■ TEXTAUSZUG
--
Zwei aktuelle Urteile beschäftigen sich mit den Fragen, ob neue Tatsachen wegen groben Verschuldens oder bei fehlender Ermittlung der Finanzverwaltung berücksichtigt werden können.
Verschulden des Steuerberaters bei verspäteter Vorlage von Belegen
Einem Steuerberater kann ein grobes Verschulden am nachträglichen Bekanntwerden von Aufwendungen zur Last gelegt werden, wenn er versäumt, seinen Mandanten hiernach zu fragen. Eine Änderung kommt nach § 173 AO nicht in Betracht. Im vom BFH entschiedenen Fall ging es um die nachträgliche Berücksichtigung einer Zahnbehandlung von rund 35.000 EUR als außergewöhnliche Belastung. Die Abzugsmöglichkeit wurde dem Patienten als Steuerlaien erst später bewusst. Auch aus den dem Steuerberater vorgelegten Unterlagen ergab sich diese Abzugsposition nicht.
In einem solchen Fall ist von einem Verschulden des steuerlichen Beraters auszugehen. Ein Angehöriger der steuerberatenden Berufe darf gerade bei einem steuerlichen Laien nicht ohne Nachfrage davon ausgehen, dass aufgrund der bestehenden Krankenversicherung und der hohen zumutbaren Belastung keine steuerlich relevanten Krankheitskosten vorliegen.
Vielmehr muss er seinen Mandanten im Bereich der außergewöhnlichen Belastungen nach Aufwendungen fragen, die steuerlich zu berücksichtigen sind. Mandanten sind umfassend zu beraten.
Im Rahmen dieser Verpflichtung sind die für die Abgabe vollständiger Steuererklärungen maßgebenden Sachverhalte zu ermitteln. Der Berater darf sich insbesondere nicht darauf verlassen, dass die steuerlich relevanten Angaben und Unterlagen so aufbereitet werden, dass Nachfragen entbehrlich werden. Insoweit handelt der Steuerberater grob fahrlässig.
Steuertipp:
Beruht die unvollständige Steuererklärung auf einem Rechtsirrtum wegen mangelnder Kenntnis steuerrechtlicher Vorschriften, ist dies einer Person in der Regel nicht als grobes Verschulden anzulasten.
Nur konkret vorliegende Anhaltspunkte schließen Änderung aus
Eine Änderung nach § 173 AO wegen neuer Tatsachen mit einer höheren Steuerfestsetzung ist grundsätzlich nur dann ausgeschlossen, wenn für die Finanzbehörde erkennbar ein Anhaltspunkt vorlag, der zu weiteren Ermittlungen Anlass geben musste.
--
■ AUFGABENSTELLUNG
Setzen Sie den obigen Text über die Änderung von Steuerbescheiden nach § 173 AO wegen neuer Tatsachen im Anschluss an seinen letzten Satz fort.
--
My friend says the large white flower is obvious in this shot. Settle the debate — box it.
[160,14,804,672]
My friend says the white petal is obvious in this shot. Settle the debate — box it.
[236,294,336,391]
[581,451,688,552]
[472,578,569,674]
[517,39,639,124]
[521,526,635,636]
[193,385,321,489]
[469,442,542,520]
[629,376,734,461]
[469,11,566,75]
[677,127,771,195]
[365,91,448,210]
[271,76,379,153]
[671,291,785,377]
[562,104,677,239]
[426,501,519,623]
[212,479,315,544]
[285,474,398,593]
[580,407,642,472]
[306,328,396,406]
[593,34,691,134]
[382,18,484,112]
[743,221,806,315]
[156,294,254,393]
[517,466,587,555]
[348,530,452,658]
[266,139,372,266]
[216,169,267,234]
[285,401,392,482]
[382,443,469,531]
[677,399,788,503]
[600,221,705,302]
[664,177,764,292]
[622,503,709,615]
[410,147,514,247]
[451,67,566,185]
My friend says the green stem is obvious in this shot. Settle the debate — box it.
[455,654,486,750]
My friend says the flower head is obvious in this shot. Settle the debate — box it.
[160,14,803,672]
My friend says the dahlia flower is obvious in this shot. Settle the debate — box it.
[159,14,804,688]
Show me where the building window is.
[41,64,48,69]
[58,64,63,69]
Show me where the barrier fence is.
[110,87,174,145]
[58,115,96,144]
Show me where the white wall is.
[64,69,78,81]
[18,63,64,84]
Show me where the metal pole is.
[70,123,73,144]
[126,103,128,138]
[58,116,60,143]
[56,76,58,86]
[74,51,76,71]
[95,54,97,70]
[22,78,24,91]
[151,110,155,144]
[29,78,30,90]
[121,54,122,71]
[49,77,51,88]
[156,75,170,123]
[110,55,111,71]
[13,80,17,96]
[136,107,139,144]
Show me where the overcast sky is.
--
■ LÖSUNG
Im vom FG München entschiedenen Fall ermittelte die Betriebsprüfung einen Grundstücksabgang und erfasste den Gewinn nachträglich. In der Anlage zur Steuererklärung war dieser Vorgang lediglich als Erlös ausgewiesen.
Hier liegen dem FA neue Tatsachen vor, die der für die Veranlagung berufenen Dienststelle zuvor nicht bekannt gewesen sind. Zwar war die Bewertungsstelle über diesen Vorgang informiert, doch der Sachbearbeiter für die Veranlagung muss nicht die Akten einer anderen Dienststelle kennen oder sich Daten selbst zusammensuchen.
Ein Ausschlussgrund liegt nur vor, wenn im konkreten Fall eine Ermittlungspflicht nach § 88 AO besteht.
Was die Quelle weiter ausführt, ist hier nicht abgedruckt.